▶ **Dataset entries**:
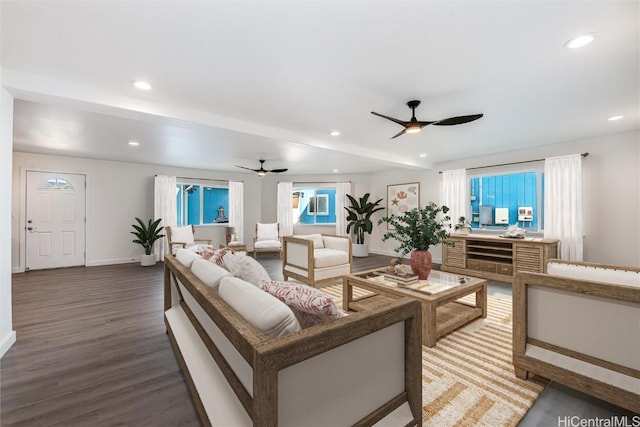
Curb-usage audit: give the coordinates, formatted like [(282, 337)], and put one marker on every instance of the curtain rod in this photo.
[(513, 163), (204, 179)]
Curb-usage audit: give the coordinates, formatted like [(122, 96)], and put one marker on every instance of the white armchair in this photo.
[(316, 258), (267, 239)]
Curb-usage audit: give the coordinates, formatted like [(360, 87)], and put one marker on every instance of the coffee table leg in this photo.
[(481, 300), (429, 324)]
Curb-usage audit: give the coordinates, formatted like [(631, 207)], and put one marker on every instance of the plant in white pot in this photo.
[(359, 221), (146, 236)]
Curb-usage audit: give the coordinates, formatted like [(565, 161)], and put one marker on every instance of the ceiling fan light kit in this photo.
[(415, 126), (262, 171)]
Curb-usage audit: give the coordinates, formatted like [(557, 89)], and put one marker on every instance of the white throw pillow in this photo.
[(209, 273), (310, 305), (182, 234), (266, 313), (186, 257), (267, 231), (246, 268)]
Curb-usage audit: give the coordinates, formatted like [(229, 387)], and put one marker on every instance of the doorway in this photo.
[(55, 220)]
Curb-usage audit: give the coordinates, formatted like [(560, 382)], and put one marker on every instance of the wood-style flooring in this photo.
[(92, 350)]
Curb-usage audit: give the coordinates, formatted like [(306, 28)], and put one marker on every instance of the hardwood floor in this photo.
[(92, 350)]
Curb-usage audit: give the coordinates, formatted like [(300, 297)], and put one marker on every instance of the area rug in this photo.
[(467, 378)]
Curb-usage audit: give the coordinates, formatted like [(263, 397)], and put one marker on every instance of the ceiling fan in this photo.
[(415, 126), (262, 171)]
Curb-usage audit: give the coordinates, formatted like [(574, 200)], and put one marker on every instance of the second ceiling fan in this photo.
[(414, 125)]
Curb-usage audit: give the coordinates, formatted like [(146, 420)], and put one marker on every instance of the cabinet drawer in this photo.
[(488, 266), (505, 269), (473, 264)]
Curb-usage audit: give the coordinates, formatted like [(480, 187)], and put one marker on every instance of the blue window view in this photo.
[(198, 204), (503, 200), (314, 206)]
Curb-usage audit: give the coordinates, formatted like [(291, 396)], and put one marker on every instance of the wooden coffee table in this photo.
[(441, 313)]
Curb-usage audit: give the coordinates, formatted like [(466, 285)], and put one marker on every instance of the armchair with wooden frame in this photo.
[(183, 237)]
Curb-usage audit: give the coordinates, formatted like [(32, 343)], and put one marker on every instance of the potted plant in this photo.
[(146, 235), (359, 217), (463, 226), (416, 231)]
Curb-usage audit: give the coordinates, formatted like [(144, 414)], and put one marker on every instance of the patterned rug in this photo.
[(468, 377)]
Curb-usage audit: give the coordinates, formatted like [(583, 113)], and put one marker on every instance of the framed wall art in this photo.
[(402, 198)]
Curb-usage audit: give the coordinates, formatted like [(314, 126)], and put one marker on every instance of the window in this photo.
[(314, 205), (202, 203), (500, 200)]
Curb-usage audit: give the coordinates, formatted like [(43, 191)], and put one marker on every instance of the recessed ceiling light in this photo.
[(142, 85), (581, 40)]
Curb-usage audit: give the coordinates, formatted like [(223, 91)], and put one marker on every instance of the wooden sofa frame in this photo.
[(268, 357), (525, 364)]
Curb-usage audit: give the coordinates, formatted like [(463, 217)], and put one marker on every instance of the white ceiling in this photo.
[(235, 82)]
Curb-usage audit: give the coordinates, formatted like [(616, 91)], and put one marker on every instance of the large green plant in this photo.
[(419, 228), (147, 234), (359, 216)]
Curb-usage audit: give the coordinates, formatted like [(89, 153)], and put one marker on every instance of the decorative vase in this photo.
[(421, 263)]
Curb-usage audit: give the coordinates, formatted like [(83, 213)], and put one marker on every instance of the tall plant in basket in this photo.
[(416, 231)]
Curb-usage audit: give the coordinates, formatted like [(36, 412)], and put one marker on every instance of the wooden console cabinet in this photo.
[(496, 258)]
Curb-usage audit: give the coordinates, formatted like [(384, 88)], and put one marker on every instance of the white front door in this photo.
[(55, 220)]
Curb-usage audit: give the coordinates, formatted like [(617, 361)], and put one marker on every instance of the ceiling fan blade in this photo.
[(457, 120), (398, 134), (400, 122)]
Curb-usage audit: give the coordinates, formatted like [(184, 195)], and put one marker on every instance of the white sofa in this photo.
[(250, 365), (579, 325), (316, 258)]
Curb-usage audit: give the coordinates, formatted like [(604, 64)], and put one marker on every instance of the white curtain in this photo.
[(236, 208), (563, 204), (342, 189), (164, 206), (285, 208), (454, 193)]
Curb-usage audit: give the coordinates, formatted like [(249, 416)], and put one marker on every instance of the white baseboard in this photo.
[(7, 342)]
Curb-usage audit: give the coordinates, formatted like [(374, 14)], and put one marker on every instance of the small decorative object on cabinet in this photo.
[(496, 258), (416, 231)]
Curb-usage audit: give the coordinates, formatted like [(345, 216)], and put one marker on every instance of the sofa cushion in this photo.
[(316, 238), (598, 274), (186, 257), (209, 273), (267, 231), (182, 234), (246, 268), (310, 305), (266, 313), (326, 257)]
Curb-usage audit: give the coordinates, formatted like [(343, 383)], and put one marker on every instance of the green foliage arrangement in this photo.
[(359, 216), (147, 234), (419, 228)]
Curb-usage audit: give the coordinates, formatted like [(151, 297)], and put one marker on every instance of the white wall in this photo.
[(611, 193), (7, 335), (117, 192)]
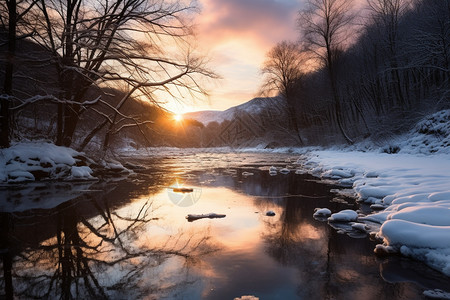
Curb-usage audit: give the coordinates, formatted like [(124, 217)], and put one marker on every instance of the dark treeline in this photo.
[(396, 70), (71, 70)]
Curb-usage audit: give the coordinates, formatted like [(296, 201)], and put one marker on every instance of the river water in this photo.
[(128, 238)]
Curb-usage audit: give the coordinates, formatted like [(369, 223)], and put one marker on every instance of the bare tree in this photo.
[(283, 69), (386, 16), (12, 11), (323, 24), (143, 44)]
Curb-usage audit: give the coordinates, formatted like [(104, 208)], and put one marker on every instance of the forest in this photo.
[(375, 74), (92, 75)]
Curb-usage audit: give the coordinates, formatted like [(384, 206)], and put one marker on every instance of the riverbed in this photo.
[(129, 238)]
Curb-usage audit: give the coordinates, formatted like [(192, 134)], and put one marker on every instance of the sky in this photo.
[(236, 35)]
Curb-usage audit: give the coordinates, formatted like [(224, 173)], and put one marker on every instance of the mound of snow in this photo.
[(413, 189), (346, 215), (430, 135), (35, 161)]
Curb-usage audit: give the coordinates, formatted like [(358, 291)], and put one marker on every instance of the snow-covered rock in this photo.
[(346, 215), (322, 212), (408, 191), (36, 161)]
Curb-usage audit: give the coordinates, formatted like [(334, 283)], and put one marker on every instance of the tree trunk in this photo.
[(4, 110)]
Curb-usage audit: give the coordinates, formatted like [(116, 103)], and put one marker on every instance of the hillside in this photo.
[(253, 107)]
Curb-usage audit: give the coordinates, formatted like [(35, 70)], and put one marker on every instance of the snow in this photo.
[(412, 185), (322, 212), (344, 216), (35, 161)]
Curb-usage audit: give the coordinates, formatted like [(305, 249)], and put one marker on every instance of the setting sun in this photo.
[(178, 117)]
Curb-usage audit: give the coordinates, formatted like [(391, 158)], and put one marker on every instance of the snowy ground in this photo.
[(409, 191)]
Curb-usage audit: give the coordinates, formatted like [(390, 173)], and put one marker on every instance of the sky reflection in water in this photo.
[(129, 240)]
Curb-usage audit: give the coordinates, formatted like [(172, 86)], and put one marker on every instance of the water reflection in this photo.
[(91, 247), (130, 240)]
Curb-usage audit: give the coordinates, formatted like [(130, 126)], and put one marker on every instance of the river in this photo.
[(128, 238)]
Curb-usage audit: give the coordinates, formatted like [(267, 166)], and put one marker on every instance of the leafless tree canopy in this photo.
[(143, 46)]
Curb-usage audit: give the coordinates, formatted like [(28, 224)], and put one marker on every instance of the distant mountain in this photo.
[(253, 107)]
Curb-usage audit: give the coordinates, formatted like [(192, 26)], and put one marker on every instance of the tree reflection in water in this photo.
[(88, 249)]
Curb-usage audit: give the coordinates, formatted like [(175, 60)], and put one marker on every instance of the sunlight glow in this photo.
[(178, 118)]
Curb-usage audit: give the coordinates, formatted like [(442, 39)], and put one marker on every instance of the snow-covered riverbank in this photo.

▶ **TASK**: The answer should hold the lines from the one containing "mountain in this photo." through the end of the entries above, set down exactly, with both ends included.

▶ **WRITTEN REPLY**:
Curb-usage audit: give the coordinates, formatted like [(28, 224)], and put one marker on every instance of the distant mountain in this photo.
[(253, 107)]
Curb-usage audit: give the coordinates, formatted like [(192, 26)], and put one marker on every instance of the tree reflection in water in this photo.
[(88, 249)]
Curb-usage audit: give the coordinates, formatted like [(175, 60)], and put one marker on every instance of the sunlight glow in this photo.
[(178, 118)]
Curb-usage audit: give the coordinates, formatted like [(442, 39)], and put one marker on every instance of the snow-covered riverbank in this photo.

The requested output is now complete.